About this exercise: Reproduce verbatim the lines of the rows below, starting at the beginning of the rows and ending at the line containing "positive clicks: (344, 236) (345, 212)", with both ends included. Omit the pictures from your answer.
━━━━━ Supplied data ━━━━━
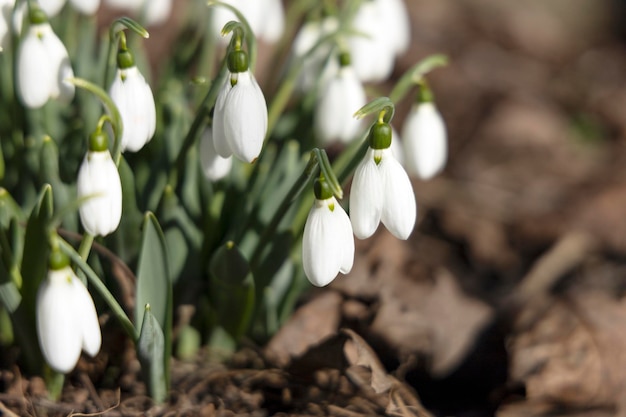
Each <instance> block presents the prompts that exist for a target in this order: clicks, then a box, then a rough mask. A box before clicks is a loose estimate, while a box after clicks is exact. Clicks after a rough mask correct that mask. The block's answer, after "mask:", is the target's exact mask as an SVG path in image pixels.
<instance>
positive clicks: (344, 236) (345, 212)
mask: <svg viewBox="0 0 626 417" xmlns="http://www.w3.org/2000/svg"><path fill="white" fill-rule="evenodd" d="M333 215H334V216H333V217H334V221H335V224H336V225H335V230H336V232H335V233H336V235H337V240H338V241H339V242H340V243H339V246H340V248H341V262H340V265H339V272H341V273H342V274H347V273H348V272H350V271H351V270H352V265H354V235H353V232H352V223H350V218H349V217H348V215H347V214H346V212H345V211H344V209H343V207H341V205H340V204H339V203H335V210H334V212H333Z"/></svg>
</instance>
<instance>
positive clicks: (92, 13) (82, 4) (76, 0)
mask: <svg viewBox="0 0 626 417" xmlns="http://www.w3.org/2000/svg"><path fill="white" fill-rule="evenodd" d="M70 3H71V4H72V6H73V7H74V8H75V9H76V10H78V11H79V12H81V13H82V14H87V15H92V14H95V13H96V11H98V7H100V0H70Z"/></svg>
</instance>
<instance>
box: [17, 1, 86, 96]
mask: <svg viewBox="0 0 626 417" xmlns="http://www.w3.org/2000/svg"><path fill="white" fill-rule="evenodd" d="M28 17H29V22H30V25H29V27H28V32H27V33H26V35H25V36H24V38H23V39H22V42H21V43H20V45H19V47H18V52H17V73H16V78H17V92H18V96H19V98H20V100H21V102H22V104H24V106H26V107H29V108H39V107H42V106H43V105H44V104H46V102H47V101H48V99H51V98H52V99H57V98H58V99H61V100H62V101H66V102H69V101H71V100H72V98H73V97H74V90H75V88H74V85H73V84H71V83H70V82H68V81H67V79H68V78H72V77H74V71H73V70H72V65H71V63H70V58H69V56H68V53H67V49H66V48H65V45H63V43H62V42H61V40H60V39H59V38H58V37H57V36H56V34H55V33H54V31H53V30H52V27H50V24H49V23H48V18H47V17H46V14H45V13H44V12H43V11H42V10H41V9H40V8H39V7H37V5H36V4H34V5H33V7H31V8H30V10H29V13H28Z"/></svg>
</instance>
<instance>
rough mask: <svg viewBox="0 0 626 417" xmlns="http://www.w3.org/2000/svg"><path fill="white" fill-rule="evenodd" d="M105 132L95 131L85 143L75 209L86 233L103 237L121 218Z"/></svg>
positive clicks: (78, 175)
mask: <svg viewBox="0 0 626 417" xmlns="http://www.w3.org/2000/svg"><path fill="white" fill-rule="evenodd" d="M107 142H108V141H107V137H106V133H104V132H102V131H100V130H99V129H98V130H96V132H94V133H93V134H92V135H91V138H90V140H89V151H88V152H87V155H85V158H84V159H83V162H82V164H81V166H80V169H79V171H78V181H77V184H76V186H77V190H78V198H81V199H84V200H85V201H84V202H83V203H82V204H81V206H80V209H79V214H80V221H81V224H82V225H83V228H84V229H85V230H86V231H87V233H89V234H91V235H93V236H106V235H108V234H110V233H112V232H114V231H115V229H117V226H119V224H120V220H121V218H122V183H121V181H120V175H119V172H118V170H117V167H116V166H115V162H113V158H111V153H110V152H109V150H108V148H107Z"/></svg>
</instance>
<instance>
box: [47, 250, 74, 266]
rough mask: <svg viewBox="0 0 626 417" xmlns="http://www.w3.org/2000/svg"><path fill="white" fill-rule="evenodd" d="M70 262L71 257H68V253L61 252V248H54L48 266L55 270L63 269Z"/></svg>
mask: <svg viewBox="0 0 626 417" xmlns="http://www.w3.org/2000/svg"><path fill="white" fill-rule="evenodd" d="M69 264H70V258H68V257H67V255H66V254H64V253H63V252H61V250H60V249H58V248H57V249H52V251H51V252H50V257H49V258H48V266H49V267H50V269H52V270H53V271H58V270H60V269H63V268H65V267H67V266H69Z"/></svg>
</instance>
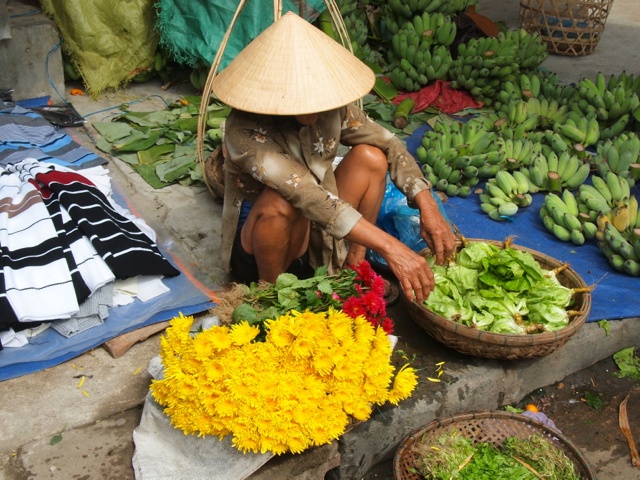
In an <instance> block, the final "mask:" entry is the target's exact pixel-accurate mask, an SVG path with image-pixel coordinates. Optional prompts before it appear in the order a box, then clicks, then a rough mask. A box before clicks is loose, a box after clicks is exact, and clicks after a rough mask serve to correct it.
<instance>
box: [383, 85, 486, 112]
mask: <svg viewBox="0 0 640 480" xmlns="http://www.w3.org/2000/svg"><path fill="white" fill-rule="evenodd" d="M407 97H411V98H413V101H414V102H415V105H414V107H413V112H416V113H417V112H420V111H422V110H424V109H425V108H427V107H429V106H431V105H432V106H434V107H435V108H437V109H438V110H440V111H441V112H443V113H457V112H459V111H461V110H464V109H465V108H480V107H482V105H483V103H482V102H477V101H476V100H474V99H473V97H472V96H471V95H469V94H468V93H467V92H465V91H464V90H456V89H454V88H451V82H445V81H443V80H436V81H435V83H433V84H431V85H427V86H426V87H424V88H422V89H421V90H419V91H417V92H411V93H401V94H399V95H398V96H396V97H395V98H394V99H393V103H394V104H395V105H399V104H400V102H401V101H402V100H404V99H405V98H407Z"/></svg>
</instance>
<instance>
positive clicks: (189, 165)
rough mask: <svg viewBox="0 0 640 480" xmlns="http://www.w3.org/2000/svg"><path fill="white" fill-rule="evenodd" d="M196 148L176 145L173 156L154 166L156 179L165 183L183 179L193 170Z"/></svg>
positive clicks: (195, 162)
mask: <svg viewBox="0 0 640 480" xmlns="http://www.w3.org/2000/svg"><path fill="white" fill-rule="evenodd" d="M195 165H196V148H195V146H185V145H176V150H175V153H174V156H173V158H172V159H171V160H169V161H168V162H164V163H161V164H158V165H157V166H156V174H157V175H158V178H159V179H160V180H161V181H163V182H167V183H173V182H175V181H176V180H178V179H180V178H182V177H185V176H187V175H188V174H189V172H190V171H191V170H192V169H193V168H195Z"/></svg>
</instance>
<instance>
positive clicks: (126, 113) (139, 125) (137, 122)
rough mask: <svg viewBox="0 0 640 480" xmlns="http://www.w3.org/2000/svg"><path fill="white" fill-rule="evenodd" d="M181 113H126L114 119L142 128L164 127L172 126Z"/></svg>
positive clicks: (118, 115) (113, 120) (173, 112)
mask: <svg viewBox="0 0 640 480" xmlns="http://www.w3.org/2000/svg"><path fill="white" fill-rule="evenodd" d="M178 116H179V113H177V112H175V111H173V110H155V111H152V112H129V111H127V112H125V113H123V114H122V115H118V116H117V117H115V118H114V120H113V121H114V122H116V121H126V122H130V123H134V124H136V125H139V126H141V127H163V126H167V125H171V124H172V123H173V122H175V121H176V119H177V118H178Z"/></svg>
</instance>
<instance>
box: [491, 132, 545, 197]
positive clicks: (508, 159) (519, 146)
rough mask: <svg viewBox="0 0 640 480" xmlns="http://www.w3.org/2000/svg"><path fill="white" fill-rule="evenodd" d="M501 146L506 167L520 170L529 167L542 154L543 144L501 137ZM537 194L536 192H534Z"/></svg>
mask: <svg viewBox="0 0 640 480" xmlns="http://www.w3.org/2000/svg"><path fill="white" fill-rule="evenodd" d="M499 145H500V146H501V149H502V151H503V153H504V157H505V162H506V163H505V166H506V168H507V170H510V171H514V170H519V169H520V168H522V167H529V166H530V165H531V164H532V163H533V160H534V158H536V157H537V156H538V155H541V154H542V144H541V143H539V142H532V141H531V140H528V139H526V138H524V139H519V140H514V139H511V138H504V137H500V139H499ZM532 193H535V192H532Z"/></svg>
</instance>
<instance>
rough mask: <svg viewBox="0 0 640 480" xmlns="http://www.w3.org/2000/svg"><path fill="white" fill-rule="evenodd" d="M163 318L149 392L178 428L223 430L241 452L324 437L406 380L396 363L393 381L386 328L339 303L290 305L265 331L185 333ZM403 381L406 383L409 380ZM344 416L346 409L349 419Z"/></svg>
mask: <svg viewBox="0 0 640 480" xmlns="http://www.w3.org/2000/svg"><path fill="white" fill-rule="evenodd" d="M192 323H193V319H192V318H190V317H184V316H180V317H177V318H176V319H174V320H172V323H171V325H170V327H169V328H168V329H167V334H166V335H165V336H164V337H163V338H162V340H161V358H162V362H163V365H164V377H163V378H162V379H160V380H154V381H153V382H152V383H151V387H150V388H151V393H152V395H153V396H154V398H155V399H156V400H157V401H158V403H160V405H162V406H163V407H164V408H165V413H166V414H167V415H168V416H169V417H170V420H171V423H172V425H174V426H175V427H176V428H178V429H180V430H182V431H183V432H184V433H186V434H197V435H200V436H206V435H217V436H219V437H220V438H221V439H222V438H224V437H225V436H227V435H232V436H233V438H232V442H233V445H235V446H236V448H238V449H239V450H241V451H243V452H262V453H264V452H267V451H268V452H272V453H274V454H282V453H286V452H293V453H298V452H302V451H304V450H305V449H307V448H309V447H310V446H313V445H323V444H325V443H329V442H331V441H332V440H334V439H335V438H338V436H339V435H341V434H342V433H344V430H345V428H346V426H347V425H348V424H349V421H350V419H351V418H355V419H357V420H366V419H367V418H369V416H370V415H371V411H372V408H373V405H375V404H382V403H384V402H386V401H387V399H391V400H393V401H394V402H395V403H397V402H398V401H399V400H400V399H401V398H406V397H407V396H409V394H410V393H411V390H412V389H413V388H415V372H413V370H412V369H402V370H401V371H400V372H398V374H397V375H396V378H395V382H394V387H393V390H392V391H391V392H389V391H388V388H389V385H390V384H391V382H392V378H393V371H394V368H393V365H392V364H391V361H390V357H391V348H390V343H389V341H388V338H387V336H386V334H384V332H383V331H382V330H381V329H374V328H373V327H372V326H371V325H370V324H369V322H368V321H367V320H366V319H365V318H364V317H358V318H356V319H352V318H350V317H349V316H348V315H346V314H344V312H342V311H340V310H334V309H330V310H329V311H328V312H320V313H313V312H309V311H306V312H296V311H290V312H289V313H287V314H286V315H282V316H281V317H279V318H277V319H273V320H269V321H267V322H265V327H266V329H267V335H266V339H265V341H263V342H259V341H255V338H256V336H257V334H258V329H257V328H255V327H251V326H250V325H249V324H248V323H246V322H242V323H239V324H234V325H233V326H231V327H212V328H210V329H208V330H206V331H204V332H200V333H195V334H193V333H192V332H190V329H191V326H192ZM412 380H413V382H414V383H412ZM350 416H351V417H350Z"/></svg>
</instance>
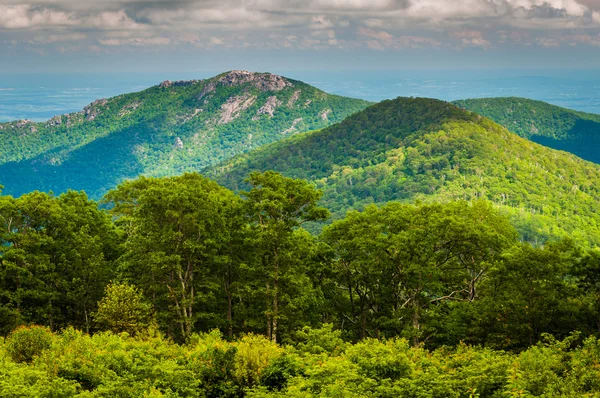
━━━━━
Response to this exercise:
Each <instance> block presents the prompts that exist for a target in this order: clicks, then a box, then a rough mask. A box before clicks is a loose estimate, while a box after clicks is exact. Clicks after a rough mask correct that mask. The block's answer, after "mask:", is the target's exact mask as an SVG path in image pixels.
<instance>
positive clicks: (344, 236) (345, 212)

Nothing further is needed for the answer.